▸ Task details
Rewrite every line of the listing below, changing "outline each instance" to "trace every instance" wherever it appears and leaving everything else as it is.

::: Task inputs :::

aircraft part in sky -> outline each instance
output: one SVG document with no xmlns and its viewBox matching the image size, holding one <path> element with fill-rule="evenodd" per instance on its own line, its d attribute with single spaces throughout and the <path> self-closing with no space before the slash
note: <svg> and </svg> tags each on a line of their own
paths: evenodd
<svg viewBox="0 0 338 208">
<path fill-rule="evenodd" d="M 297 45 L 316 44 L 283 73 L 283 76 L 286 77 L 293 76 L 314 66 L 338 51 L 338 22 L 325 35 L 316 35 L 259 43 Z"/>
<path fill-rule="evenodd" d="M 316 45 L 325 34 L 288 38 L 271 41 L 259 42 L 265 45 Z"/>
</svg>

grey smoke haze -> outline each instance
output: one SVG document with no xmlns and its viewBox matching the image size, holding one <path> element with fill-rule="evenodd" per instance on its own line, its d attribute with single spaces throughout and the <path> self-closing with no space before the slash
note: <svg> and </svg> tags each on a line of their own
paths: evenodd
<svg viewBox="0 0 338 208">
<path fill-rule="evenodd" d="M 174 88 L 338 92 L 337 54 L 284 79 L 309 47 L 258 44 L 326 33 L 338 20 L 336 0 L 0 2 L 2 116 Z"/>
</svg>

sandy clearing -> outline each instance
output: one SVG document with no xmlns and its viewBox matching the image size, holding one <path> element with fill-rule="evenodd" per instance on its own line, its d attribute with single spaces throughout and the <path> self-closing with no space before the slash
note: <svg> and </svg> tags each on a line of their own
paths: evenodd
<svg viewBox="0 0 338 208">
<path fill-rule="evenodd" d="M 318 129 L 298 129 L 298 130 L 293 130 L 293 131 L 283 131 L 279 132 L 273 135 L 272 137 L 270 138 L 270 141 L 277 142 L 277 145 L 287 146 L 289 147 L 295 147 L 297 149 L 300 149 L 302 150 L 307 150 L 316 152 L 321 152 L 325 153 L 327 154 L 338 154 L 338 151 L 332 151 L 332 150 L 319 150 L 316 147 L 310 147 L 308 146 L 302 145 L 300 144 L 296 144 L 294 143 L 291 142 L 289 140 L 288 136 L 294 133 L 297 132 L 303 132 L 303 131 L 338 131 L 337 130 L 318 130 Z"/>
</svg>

:::

▸ Worked solution
aircraft part in sky -> trace every instance
output: one SVG document with no xmlns and its viewBox matching the image size, holding one <path> element with fill-rule="evenodd" per instance on its own line, its d attribute with single spaces throughout and the <path> self-closing with no space before the slash
note: <svg> and </svg> tags each on a line of their own
paths: evenodd
<svg viewBox="0 0 338 208">
<path fill-rule="evenodd" d="M 297 45 L 316 44 L 283 73 L 283 76 L 286 77 L 293 76 L 314 66 L 338 51 L 338 22 L 325 35 L 316 35 L 259 43 Z"/>
<path fill-rule="evenodd" d="M 316 45 L 325 34 L 288 38 L 271 41 L 259 42 L 265 45 Z"/>
</svg>

grey smoke haze -> trace every instance
output: one SVG document with no xmlns and its viewBox matching the image size, holding one <path> element with fill-rule="evenodd" per instance on its own line, its d attribute with single spaces throughout and the <path> self-closing with no space before the slash
note: <svg> and </svg> tags each on a line of their own
paths: evenodd
<svg viewBox="0 0 338 208">
<path fill-rule="evenodd" d="M 174 88 L 338 92 L 337 54 L 284 79 L 309 47 L 258 44 L 326 33 L 338 20 L 336 0 L 0 2 L 2 116 Z"/>
</svg>

sandy clearing -> trace every instance
output: one SVG document with no xmlns and its viewBox matching the image size, holding one <path> element with fill-rule="evenodd" per instance on its own line, its d attribute with single spaces throughout and the <path> self-closing with no space before the slash
note: <svg> and </svg> tags each on a line of their own
paths: evenodd
<svg viewBox="0 0 338 208">
<path fill-rule="evenodd" d="M 318 129 L 298 129 L 298 130 L 293 130 L 293 131 L 283 131 L 279 132 L 273 135 L 272 137 L 270 138 L 270 141 L 277 142 L 277 145 L 287 146 L 289 147 L 295 147 L 297 149 L 300 149 L 302 150 L 307 150 L 316 152 L 321 152 L 325 153 L 327 154 L 338 154 L 338 151 L 332 151 L 332 150 L 319 150 L 316 147 L 310 147 L 308 146 L 302 145 L 300 144 L 296 144 L 294 143 L 291 142 L 289 140 L 288 136 L 294 133 L 297 132 L 303 132 L 303 131 L 338 131 L 337 130 L 318 130 Z"/>
</svg>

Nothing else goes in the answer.